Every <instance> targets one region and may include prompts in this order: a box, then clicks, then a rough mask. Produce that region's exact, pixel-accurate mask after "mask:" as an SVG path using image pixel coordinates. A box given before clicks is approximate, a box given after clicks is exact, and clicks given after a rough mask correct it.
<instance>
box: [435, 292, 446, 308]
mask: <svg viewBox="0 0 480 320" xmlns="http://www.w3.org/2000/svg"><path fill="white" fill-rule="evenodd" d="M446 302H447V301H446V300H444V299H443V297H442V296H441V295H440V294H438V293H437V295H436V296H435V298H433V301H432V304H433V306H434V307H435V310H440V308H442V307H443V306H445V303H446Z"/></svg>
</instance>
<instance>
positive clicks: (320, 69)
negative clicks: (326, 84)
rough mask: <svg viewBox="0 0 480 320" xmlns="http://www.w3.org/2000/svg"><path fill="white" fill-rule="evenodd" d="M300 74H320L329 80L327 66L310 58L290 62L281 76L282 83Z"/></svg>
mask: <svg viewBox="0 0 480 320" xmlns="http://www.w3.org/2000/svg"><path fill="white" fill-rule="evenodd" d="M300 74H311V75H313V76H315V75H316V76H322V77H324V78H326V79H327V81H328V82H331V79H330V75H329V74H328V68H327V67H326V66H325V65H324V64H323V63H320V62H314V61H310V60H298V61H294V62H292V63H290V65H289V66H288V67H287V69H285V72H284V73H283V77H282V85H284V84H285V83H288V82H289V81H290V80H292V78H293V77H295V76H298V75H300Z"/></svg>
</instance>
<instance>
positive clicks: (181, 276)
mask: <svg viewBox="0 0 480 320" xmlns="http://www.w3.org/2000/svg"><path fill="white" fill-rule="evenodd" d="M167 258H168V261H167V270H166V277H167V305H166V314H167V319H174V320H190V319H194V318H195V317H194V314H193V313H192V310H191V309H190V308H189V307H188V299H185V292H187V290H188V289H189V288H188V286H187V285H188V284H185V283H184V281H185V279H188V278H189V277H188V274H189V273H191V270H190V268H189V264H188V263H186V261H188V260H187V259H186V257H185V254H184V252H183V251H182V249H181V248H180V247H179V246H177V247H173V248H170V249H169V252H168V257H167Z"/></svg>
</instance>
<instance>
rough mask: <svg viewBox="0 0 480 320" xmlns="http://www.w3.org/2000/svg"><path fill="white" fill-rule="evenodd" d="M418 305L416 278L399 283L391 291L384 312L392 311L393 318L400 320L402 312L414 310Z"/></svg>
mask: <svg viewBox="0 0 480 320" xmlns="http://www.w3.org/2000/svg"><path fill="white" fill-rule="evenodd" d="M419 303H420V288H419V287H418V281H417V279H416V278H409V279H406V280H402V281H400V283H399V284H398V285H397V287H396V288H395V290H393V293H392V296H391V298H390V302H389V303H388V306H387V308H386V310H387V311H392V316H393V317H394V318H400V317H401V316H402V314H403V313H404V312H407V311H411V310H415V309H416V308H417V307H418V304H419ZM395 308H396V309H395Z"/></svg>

_____

After the last line, print all the entries once again, unchanged.

Every <instance> targets one region and may include prompts in this order: a box, then clicks, then a rough mask. Produce that region's exact, pixel-accurate mask after "mask:" as an SVG path using image pixel coordinates. A box given before clicks is approximate, a box given after clicks is exact, and clicks given after a rough mask correct it.
<instance>
box: [435, 292, 446, 308]
mask: <svg viewBox="0 0 480 320" xmlns="http://www.w3.org/2000/svg"><path fill="white" fill-rule="evenodd" d="M446 302H447V301H446V300H444V299H443V297H442V296H441V295H440V294H438V293H437V295H436V296H435V298H433V301H432V304H433V306H434V307H435V310H440V308H442V307H443V306H445V303H446Z"/></svg>
</instance>
<instance>
positive clicks: (320, 69)
negative clicks: (326, 84)
rough mask: <svg viewBox="0 0 480 320" xmlns="http://www.w3.org/2000/svg"><path fill="white" fill-rule="evenodd" d="M300 74H320L329 80L327 66L310 58L290 62L281 76L282 83Z"/></svg>
mask: <svg viewBox="0 0 480 320" xmlns="http://www.w3.org/2000/svg"><path fill="white" fill-rule="evenodd" d="M300 74H311V75H313V76H315V75H316V76H322V77H324V78H326V79H327V81H328V82H331V79H330V75H329V74H328V68H327V67H326V66H325V65H324V64H323V63H320V62H314V61H310V60H298V61H294V62H292V63H290V65H289V66H288V67H287V69H285V72H284V73H283V77H282V85H284V84H285V83H288V82H289V81H290V80H292V78H293V77H295V76H298V75H300Z"/></svg>
</instance>
<instance>
positive clicks: (181, 276)
mask: <svg viewBox="0 0 480 320" xmlns="http://www.w3.org/2000/svg"><path fill="white" fill-rule="evenodd" d="M167 258H168V261H167V270H166V277H167V305H166V314H167V319H174V320H190V319H194V318H195V317H194V314H193V313H192V310H191V309H190V308H189V307H188V299H185V292H187V290H188V289H189V288H188V286H187V285H188V284H185V283H184V281H185V279H188V278H189V277H188V274H189V273H191V270H190V268H189V264H188V263H186V261H188V260H187V259H186V257H185V254H184V252H183V251H182V249H181V248H180V247H179V246H177V247H173V248H170V249H169V252H168V257H167Z"/></svg>
</instance>
<instance>
rough mask: <svg viewBox="0 0 480 320" xmlns="http://www.w3.org/2000/svg"><path fill="white" fill-rule="evenodd" d="M418 305L416 278L399 283L391 291L384 312L392 311L393 318L400 320L402 312L414 310Z"/></svg>
mask: <svg viewBox="0 0 480 320" xmlns="http://www.w3.org/2000/svg"><path fill="white" fill-rule="evenodd" d="M419 303H420V288H419V287H418V281H417V279H416V278H409V279H406V280H402V281H400V283H399V284H398V285H397V287H396V288H395V290H393V293H392V296H391V298H390V302H389V303H388V306H387V308H386V310H387V311H392V316H393V317H394V318H400V317H401V316H402V314H403V313H404V312H407V311H411V310H415V309H416V308H417V307H418V304H419ZM395 308H396V309H395Z"/></svg>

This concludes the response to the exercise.